**Consignes**
• A. Résumez en deux phrases le recueil de citations sur la science et la médecine.
• B. Prolongez le recueil de citations sur la science et la médecine à la suite de la citation de Collin.

··· Texte fourni ···

Bernheim - 1911 : Saluons l'ère
scientifique contemporaine, comme l'aurore d'une thérapeutique nouvelle ! Que
les sceptiques ne découragent pas les croyants ! Tant de miracles scientifiques
s'accomplissent de nos jours !
Bodart - 1959 : On ne peut que rester confondu devant l'inimaginable crédulité de
l'homme d'aujourd'hui, quels que soient d'ailleurs
son rang social et son niveau
de culture.
Bouin - 1908 : Il ne suffit pas de démonter pièce à pièce et jusque
dans ses plus infimes rouages la machine vivante ; il faut également en
pénétrer le mystérieux mécanisme et chercher à saisir au
sein des cellules les manifestations vitales
élémentaires.
Collin - 1920 : En restant sur le plan physique pour faire de
l'histologie, pour cultiver les sciences biologiques et pour pratiquer la
médecine, nous sommes sûrs, par surcroît, d'être utiles à nos semblables et de
nous acheminer ainsi vers le but supérieur et le couronnement de la
science : connaître pour aimer.

··· Entrées présentées ···

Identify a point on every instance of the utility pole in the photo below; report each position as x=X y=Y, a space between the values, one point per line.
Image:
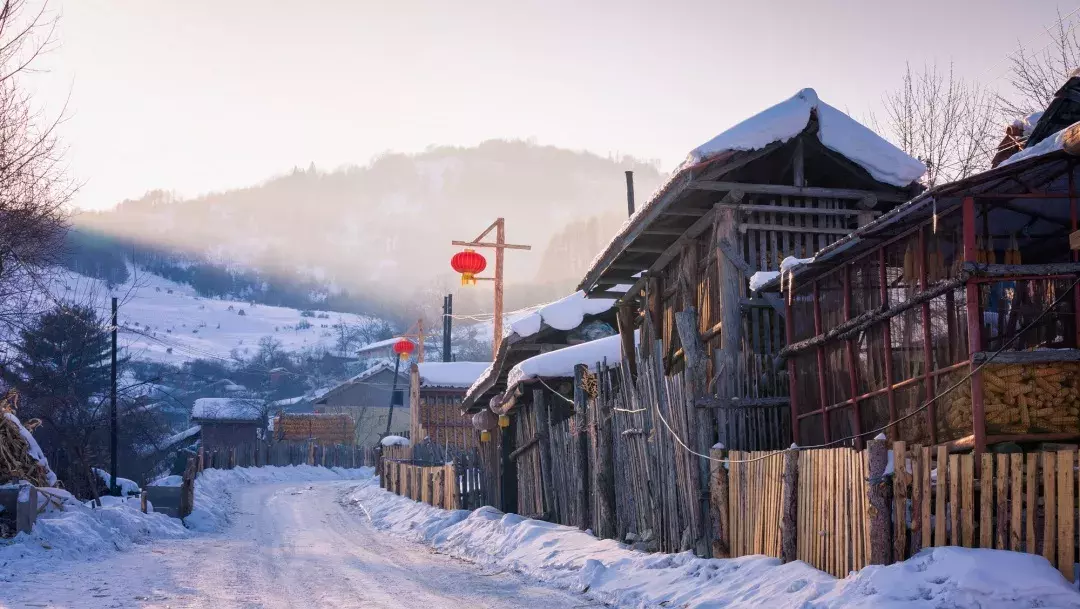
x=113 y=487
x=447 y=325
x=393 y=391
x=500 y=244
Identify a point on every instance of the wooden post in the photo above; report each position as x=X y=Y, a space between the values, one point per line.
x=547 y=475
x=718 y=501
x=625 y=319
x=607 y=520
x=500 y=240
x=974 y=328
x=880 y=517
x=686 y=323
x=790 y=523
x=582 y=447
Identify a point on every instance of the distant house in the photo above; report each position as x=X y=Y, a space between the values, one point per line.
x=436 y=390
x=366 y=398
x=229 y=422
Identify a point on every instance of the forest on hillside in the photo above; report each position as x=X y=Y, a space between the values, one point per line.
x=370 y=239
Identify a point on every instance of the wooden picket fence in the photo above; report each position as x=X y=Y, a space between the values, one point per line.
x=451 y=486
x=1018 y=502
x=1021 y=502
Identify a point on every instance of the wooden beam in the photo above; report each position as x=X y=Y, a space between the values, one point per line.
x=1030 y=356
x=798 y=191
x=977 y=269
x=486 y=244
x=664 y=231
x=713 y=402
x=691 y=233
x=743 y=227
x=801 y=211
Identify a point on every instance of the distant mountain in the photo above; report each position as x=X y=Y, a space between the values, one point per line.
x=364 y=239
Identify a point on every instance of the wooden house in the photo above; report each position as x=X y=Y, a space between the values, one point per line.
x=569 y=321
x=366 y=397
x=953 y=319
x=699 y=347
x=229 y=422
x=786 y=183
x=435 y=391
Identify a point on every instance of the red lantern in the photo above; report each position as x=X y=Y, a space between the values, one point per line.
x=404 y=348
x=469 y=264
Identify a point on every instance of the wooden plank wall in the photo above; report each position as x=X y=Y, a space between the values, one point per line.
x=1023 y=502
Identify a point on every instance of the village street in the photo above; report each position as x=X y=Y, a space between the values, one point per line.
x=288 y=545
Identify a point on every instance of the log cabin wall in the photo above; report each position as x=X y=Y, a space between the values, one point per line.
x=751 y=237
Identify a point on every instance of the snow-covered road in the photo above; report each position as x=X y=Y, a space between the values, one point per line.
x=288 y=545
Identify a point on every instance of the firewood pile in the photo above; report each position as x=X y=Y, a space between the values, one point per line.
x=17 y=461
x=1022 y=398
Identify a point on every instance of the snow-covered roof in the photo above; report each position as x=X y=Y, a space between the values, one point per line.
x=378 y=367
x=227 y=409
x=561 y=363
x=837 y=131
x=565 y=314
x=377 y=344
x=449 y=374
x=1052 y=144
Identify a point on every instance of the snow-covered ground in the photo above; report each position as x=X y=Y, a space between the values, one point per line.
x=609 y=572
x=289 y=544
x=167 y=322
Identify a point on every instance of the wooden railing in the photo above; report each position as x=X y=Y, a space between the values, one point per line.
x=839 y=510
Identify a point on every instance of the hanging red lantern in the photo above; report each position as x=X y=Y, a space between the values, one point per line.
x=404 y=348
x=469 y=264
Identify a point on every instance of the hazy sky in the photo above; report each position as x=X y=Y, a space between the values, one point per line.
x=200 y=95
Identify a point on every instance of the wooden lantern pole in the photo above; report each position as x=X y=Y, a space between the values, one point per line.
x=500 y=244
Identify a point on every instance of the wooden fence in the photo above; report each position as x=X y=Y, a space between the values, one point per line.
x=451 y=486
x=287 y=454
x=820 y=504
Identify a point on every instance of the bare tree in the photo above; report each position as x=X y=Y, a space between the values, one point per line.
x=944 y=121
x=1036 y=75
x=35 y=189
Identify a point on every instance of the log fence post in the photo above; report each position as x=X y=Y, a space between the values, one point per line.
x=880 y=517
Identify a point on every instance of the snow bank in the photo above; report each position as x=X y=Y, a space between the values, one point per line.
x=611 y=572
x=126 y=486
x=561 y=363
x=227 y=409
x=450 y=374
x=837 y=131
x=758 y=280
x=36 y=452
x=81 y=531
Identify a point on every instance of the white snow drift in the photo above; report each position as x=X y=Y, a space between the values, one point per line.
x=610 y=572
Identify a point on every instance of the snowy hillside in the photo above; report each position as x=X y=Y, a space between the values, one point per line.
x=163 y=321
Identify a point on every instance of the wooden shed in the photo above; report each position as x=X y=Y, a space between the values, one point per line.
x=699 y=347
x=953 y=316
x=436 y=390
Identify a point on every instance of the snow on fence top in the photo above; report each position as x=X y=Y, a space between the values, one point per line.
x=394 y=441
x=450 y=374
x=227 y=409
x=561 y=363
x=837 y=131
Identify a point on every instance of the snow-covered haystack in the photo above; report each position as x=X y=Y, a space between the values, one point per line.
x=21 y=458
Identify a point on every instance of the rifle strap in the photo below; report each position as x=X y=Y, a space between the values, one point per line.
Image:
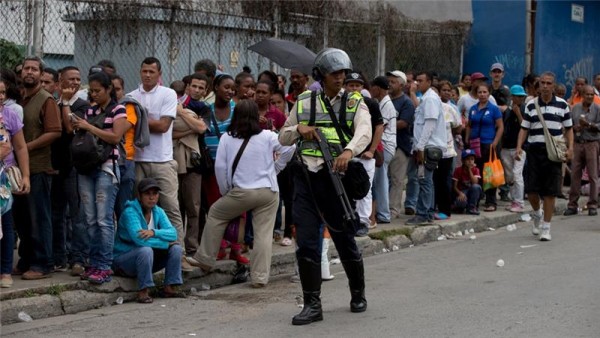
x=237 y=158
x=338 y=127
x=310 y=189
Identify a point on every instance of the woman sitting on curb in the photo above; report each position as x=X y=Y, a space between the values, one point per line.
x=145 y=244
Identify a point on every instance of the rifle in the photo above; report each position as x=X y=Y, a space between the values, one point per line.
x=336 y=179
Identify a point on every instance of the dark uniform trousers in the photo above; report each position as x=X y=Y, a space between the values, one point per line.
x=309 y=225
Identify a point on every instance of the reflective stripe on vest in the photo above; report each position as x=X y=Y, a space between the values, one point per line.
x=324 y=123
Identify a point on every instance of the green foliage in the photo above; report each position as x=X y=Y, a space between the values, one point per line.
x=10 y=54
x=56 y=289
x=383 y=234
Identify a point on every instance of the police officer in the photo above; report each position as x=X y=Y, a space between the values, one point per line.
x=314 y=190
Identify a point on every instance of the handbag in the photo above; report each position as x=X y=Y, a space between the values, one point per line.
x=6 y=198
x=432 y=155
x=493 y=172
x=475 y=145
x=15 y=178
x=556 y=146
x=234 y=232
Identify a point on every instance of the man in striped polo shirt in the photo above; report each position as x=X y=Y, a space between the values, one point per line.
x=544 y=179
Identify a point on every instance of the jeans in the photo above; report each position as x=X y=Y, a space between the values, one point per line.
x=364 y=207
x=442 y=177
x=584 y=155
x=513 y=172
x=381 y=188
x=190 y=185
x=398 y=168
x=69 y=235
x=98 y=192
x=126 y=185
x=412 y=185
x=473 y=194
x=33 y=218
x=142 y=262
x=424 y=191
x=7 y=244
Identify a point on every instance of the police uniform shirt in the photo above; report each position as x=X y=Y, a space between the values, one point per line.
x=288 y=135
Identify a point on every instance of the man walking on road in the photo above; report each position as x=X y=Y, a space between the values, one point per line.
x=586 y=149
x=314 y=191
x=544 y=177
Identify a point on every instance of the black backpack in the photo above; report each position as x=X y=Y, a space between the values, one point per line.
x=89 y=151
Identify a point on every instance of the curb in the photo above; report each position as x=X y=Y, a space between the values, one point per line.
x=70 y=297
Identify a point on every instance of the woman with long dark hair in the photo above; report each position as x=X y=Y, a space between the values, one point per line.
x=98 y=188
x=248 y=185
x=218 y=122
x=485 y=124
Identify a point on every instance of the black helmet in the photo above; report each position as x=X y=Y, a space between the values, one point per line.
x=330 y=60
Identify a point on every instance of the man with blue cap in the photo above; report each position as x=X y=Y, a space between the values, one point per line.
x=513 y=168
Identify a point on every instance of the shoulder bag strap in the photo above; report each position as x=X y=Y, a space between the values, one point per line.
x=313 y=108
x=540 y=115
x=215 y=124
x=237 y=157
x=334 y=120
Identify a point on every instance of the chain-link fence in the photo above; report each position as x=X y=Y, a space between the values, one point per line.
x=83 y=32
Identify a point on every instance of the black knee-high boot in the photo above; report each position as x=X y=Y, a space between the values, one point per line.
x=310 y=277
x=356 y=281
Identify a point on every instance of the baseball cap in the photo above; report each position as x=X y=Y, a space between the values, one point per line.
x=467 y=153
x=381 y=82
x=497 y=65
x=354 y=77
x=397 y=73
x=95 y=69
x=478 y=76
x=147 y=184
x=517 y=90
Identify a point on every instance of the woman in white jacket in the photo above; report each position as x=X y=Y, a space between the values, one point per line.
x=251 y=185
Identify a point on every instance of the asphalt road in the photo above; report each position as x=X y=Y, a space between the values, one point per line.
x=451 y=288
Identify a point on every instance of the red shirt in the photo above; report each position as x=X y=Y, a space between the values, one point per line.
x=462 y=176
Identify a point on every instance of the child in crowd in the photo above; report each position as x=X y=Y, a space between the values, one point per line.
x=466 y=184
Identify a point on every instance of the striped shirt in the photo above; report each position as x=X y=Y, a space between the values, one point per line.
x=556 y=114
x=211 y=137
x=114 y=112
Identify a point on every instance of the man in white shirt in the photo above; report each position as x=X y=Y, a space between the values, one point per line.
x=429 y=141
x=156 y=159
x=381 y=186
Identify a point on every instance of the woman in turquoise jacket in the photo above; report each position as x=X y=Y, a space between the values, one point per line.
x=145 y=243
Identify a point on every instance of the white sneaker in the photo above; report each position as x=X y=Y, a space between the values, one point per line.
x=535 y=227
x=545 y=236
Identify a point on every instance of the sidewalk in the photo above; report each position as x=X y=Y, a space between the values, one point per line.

···
··· Entrées présentées ···

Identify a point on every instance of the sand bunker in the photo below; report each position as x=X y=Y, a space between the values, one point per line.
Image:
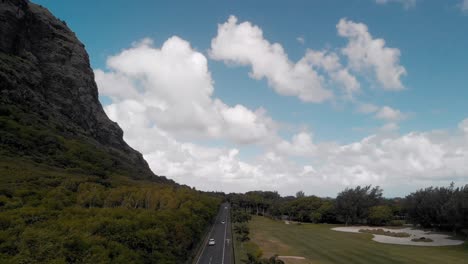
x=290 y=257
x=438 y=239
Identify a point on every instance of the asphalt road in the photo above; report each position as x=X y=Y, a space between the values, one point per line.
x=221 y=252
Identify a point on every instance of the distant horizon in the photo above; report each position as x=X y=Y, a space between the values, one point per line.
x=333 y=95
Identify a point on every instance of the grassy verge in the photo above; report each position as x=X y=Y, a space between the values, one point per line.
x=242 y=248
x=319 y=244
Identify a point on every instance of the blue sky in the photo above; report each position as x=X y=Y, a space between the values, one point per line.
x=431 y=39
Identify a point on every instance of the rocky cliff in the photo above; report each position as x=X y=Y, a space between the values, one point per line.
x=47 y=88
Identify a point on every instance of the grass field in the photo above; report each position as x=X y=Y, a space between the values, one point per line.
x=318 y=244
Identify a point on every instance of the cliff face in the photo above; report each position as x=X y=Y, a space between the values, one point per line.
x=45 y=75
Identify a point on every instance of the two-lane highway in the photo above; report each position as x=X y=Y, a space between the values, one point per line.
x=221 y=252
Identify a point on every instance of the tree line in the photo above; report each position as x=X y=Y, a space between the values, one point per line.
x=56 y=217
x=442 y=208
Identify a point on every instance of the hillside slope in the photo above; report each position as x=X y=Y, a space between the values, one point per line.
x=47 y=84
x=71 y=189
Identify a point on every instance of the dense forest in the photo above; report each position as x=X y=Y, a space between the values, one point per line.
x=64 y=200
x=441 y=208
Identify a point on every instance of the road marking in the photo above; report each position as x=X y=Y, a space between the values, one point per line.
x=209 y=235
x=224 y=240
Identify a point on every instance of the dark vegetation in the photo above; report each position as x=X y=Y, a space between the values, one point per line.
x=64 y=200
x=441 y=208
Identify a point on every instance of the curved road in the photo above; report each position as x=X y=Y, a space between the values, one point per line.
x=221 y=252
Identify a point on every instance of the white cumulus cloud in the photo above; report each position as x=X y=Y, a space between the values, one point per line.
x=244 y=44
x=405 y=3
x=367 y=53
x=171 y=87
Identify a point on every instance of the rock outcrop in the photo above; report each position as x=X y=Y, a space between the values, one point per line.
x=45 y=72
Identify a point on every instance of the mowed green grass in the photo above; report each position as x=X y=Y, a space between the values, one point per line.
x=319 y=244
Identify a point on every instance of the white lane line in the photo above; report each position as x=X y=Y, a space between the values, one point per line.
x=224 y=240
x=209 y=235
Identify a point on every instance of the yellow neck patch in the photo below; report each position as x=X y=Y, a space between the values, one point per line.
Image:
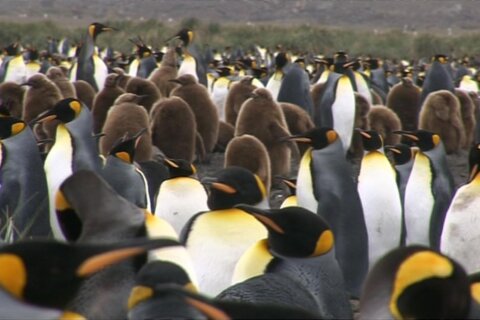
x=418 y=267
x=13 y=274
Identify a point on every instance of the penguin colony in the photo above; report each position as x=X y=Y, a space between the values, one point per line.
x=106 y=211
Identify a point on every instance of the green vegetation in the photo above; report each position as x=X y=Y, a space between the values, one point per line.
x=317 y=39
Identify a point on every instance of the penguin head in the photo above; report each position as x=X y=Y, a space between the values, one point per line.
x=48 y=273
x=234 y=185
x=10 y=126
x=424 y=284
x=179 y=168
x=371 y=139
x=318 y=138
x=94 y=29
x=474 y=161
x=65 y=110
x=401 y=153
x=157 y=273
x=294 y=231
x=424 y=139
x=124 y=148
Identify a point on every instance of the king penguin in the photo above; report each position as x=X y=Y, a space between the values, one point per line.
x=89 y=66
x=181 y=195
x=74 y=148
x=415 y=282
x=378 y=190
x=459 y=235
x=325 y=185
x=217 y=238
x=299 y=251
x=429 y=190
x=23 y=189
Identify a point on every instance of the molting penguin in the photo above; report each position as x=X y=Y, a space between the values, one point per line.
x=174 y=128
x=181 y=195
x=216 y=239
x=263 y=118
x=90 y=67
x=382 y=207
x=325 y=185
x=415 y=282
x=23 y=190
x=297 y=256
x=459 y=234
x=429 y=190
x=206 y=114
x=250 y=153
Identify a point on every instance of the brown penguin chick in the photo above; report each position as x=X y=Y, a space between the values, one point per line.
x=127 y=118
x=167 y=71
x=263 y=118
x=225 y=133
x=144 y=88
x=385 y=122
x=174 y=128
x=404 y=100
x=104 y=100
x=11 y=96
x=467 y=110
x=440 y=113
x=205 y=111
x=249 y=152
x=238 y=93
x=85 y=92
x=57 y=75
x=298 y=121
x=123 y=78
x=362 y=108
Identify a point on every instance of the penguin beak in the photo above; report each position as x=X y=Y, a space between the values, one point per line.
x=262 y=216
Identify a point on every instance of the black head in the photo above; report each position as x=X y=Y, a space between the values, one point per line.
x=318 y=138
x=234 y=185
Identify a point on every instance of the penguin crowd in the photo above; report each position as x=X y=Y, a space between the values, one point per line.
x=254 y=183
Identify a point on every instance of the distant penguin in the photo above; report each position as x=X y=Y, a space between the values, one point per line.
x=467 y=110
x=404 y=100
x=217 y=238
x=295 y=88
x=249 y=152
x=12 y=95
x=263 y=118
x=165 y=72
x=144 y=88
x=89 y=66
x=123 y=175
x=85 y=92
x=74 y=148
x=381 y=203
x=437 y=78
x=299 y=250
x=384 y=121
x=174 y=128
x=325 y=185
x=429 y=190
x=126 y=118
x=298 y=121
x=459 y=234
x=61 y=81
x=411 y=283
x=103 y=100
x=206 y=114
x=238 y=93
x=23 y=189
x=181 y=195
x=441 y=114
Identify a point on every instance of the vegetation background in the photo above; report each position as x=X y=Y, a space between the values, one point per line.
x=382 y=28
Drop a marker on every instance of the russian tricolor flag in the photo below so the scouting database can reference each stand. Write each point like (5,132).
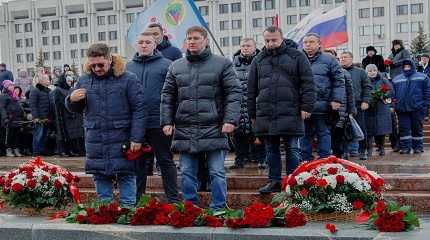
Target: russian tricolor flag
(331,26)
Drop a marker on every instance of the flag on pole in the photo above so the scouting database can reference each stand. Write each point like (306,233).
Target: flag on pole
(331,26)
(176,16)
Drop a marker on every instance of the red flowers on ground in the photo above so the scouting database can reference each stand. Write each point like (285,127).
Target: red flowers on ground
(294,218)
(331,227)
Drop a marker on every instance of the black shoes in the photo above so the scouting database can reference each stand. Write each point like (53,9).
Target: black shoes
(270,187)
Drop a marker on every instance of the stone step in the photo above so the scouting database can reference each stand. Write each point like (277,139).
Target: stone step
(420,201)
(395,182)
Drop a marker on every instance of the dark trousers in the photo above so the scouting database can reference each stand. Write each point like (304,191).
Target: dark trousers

···

**Réponses par consigne**
• A. Bernheim (1911) salue l'ère scientifique contemporaine comme l'aurore d'une thérapeutique nouvelle, tandis que Bodart (1959) se dit confondu devant l'inimaginable crédulité de l'homme d'aujourd'hui. Bouin (1908) demande de pénétrer le mécanisme de la machine vivante jusqu'au sein des cellules, et Collin (1920) affirme qu'en restant sur le plan physique pour l'histologie, les sciences biologiques et la médecine, on est utile à ses semblables et l'on s'achemine vers le couronnement de la science : connaître pour aimer.

• B.
De Lavergne - 1931 : Et
c'est alors que, venu que venu de loin, sans attache
aucune avec la Lorraine, étranger autant qu'on peut l'être, je suis
arrivé parmi vous... Certes, ce n'est point sans quelque émoi que je fis mes premiers pas dans
cette Faculté lorraine
que le renom de ses maîtres a, de tous temps, auréolée
de prestige.
Dufour - 1924 : A part
quelques très rares exceptions, nos étudiants ne s'intéressent qu'à ce qu'ils
voient et ne retiennent que ce qu'ils ont vu. Les raisonnements abstraits n'ont
pas de prise sur eux quand ils ne sont pas soutenus par des expériences.
Gosserez - 1962 : Ce recours de plus en
plus fréquent à la chirurgie esthétique nous
prouve qu'il y a actuellement, dans le monde travaillé par une crise de civilisation, et où la spiritualité a
souvent cédé devant le matérialisme,
un défaut d'adaptation, une incertitude du lendemain, que chaque individu
éprouve plus ou moins douloureusement,
mais auxquelles personne n'échappe complètement.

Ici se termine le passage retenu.